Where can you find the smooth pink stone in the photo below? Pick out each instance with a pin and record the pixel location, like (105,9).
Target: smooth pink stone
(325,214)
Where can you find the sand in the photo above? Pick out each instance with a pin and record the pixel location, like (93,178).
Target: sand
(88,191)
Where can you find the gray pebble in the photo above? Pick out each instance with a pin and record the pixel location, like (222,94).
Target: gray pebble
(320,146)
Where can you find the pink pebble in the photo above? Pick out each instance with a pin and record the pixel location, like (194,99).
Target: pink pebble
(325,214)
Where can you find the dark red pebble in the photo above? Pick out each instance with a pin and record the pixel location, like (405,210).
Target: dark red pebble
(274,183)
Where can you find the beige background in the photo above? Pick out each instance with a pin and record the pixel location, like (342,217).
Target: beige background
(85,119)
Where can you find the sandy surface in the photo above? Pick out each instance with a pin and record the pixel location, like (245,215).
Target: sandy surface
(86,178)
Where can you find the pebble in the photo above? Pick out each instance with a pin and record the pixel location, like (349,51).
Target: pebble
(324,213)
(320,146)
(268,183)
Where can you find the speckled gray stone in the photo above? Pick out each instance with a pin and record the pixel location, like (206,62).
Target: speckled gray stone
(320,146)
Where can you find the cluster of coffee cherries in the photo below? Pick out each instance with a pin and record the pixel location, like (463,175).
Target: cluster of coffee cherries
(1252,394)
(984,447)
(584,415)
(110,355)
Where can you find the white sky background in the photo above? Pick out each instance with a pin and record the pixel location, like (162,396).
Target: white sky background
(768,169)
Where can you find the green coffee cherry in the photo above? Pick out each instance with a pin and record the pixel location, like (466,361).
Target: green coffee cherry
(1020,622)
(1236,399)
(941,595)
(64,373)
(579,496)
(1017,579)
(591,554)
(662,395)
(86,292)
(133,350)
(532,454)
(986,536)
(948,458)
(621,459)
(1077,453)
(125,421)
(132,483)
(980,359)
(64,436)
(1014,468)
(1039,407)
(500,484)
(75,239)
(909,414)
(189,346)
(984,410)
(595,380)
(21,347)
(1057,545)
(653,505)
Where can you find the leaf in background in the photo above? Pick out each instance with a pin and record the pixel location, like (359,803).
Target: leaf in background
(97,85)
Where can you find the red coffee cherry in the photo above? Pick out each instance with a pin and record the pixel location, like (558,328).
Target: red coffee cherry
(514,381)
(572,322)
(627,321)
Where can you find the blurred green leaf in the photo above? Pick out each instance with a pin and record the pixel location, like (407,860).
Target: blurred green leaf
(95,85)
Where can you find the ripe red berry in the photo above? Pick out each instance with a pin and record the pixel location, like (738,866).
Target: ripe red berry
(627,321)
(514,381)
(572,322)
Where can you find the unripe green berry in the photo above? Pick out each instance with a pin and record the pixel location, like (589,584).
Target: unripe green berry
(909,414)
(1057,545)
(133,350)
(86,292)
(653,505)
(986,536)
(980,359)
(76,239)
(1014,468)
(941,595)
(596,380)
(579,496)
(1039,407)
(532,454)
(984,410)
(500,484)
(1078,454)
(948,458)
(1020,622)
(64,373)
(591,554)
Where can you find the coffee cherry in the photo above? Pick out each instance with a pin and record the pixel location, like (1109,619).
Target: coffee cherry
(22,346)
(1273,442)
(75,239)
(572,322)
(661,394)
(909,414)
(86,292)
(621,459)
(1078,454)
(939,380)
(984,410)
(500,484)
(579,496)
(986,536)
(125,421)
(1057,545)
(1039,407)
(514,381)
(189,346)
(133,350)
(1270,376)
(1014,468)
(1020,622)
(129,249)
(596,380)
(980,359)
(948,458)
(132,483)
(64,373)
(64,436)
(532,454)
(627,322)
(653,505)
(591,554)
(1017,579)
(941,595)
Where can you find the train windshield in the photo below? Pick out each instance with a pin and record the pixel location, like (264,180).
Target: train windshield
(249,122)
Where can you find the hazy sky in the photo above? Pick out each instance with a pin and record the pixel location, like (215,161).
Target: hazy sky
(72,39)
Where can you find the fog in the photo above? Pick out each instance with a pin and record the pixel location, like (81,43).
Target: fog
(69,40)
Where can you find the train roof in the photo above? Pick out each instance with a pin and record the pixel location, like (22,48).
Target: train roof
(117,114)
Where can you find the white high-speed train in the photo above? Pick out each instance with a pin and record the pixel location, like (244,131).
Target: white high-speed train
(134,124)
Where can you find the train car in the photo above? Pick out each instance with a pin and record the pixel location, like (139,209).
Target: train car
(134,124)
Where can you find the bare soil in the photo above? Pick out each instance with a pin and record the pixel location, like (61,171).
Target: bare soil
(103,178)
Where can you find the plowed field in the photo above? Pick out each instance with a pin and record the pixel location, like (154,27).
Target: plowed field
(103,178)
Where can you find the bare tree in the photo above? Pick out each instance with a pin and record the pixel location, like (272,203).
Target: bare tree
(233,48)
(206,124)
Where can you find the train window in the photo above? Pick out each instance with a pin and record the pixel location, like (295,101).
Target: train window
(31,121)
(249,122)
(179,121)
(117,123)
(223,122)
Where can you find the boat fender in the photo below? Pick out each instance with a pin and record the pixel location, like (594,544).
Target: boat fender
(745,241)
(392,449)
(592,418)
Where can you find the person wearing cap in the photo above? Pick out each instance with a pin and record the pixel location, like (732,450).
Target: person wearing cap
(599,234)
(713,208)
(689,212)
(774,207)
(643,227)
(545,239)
============================================================
- [EXERCISE DETAILS]
Copy out the rows above verbatim, beginning with the line that contains "Where can you find the train window" and continuing through the final row, including both ends.

- [SOLUTION TO THIS PROBLEM]
Where can you find the train window in the photo above? Pick out each instance with a pin and record the pixel location, like (295,101).
Target: train window
(31,121)
(249,122)
(179,121)
(117,123)
(223,122)
Where can you find the boat fender in the photo below? Pick out each instance with a pin and record the pixel location, like (594,544).
Target: boat fender
(745,241)
(392,449)
(592,418)
Where can you find the person wearing cap in the photo above? Pick out each instance with a pin and record the pixel location, like (732,450).
Target: person wearing cap
(599,234)
(713,208)
(689,212)
(774,207)
(643,227)
(545,239)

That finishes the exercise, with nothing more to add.